A car dash camera, or dashcam for short, is a unique camera intended to track when your car is stolen, struck, or detects nearby motion. For insurance purposes, it allows you to reciprocate losses against an at-fault party. It also allows you to track thieves and vandals should your car be parked. To address these many potential issues, we have some Car Dash Cameras FAQs to help you with anything that can happen.
How do you install a dashcam?
Some car dash cameras are easier to install than others. The most challenging dashcam to install is those that you need to hardwire. Thankfully, you can typically do this through the back of your radio, which makes things relatively simple.
You will want to run your wires so that they stay out of sight. So you will need to remove the driver’s side panel that sits between your door and windshield. You will also likely be running this wire through your glovebox, but each model may have different preferences.

────────────────────

**Problem**
Quote the entire passage on car dash cameras word for word. The data placed after this point is not needed.

**Material shown**
────────────────────

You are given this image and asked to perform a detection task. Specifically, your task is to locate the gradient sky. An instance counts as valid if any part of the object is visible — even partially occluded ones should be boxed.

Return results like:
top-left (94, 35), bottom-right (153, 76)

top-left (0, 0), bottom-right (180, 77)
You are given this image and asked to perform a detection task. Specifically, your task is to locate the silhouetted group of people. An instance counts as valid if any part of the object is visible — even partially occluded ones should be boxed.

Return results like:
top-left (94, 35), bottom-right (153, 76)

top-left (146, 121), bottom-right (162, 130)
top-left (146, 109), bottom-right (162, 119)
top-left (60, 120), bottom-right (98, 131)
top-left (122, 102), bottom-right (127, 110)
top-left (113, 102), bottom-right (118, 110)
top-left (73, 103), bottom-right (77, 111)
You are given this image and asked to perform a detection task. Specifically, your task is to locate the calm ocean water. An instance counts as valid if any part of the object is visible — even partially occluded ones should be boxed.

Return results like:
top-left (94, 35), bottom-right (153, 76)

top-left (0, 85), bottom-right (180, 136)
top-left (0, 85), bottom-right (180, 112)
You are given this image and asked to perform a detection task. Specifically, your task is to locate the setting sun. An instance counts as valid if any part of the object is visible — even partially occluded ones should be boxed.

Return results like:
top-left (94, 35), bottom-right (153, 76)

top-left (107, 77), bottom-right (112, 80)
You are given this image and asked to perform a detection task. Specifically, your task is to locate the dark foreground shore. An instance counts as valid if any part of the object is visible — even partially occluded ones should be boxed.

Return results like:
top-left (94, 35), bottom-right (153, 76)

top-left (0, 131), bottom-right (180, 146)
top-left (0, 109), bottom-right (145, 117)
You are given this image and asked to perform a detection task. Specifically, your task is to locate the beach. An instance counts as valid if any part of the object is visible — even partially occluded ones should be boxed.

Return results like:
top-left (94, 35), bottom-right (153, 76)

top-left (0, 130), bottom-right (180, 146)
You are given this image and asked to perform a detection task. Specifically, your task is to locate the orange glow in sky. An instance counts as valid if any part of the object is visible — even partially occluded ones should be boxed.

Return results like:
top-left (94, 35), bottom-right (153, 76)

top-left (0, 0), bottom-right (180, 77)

────────────────────

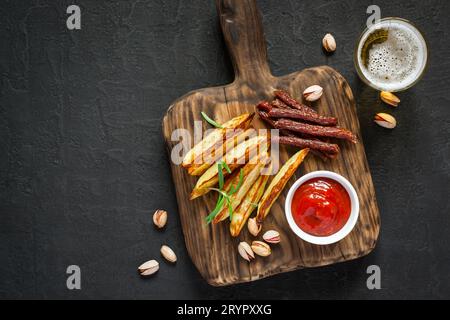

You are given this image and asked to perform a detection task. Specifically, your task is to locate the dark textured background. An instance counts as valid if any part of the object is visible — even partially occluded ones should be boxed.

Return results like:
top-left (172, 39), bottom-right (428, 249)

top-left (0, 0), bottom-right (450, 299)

────────────────────

**Solved problem**
A car dash camera, or dashcam for short, is a unique camera intended to track when your car is stolen, struck, or detects nearby motion. For insurance purposes, it allows you to reciprocate losses against an at-fault party. It also allows you to track thieves and vandals should your car be parked. To address these many potential issues, we have some Car Dash Cameras FAQs to help you with anything that can happen.
How do you install a dashcam?
Some car dash cameras are easier to install than others. The most challenging dashcam to install is those that you need to hardwire. Thankfully, you can typically do this through the back of your radio, which makes things relatively simple.
You will want to run your wires so that they stay out of sight. So you will need to remove the driver’s side panel that sits between your door and windshield. You will also likely be running this wire through your glovebox, but each model may have different preferences.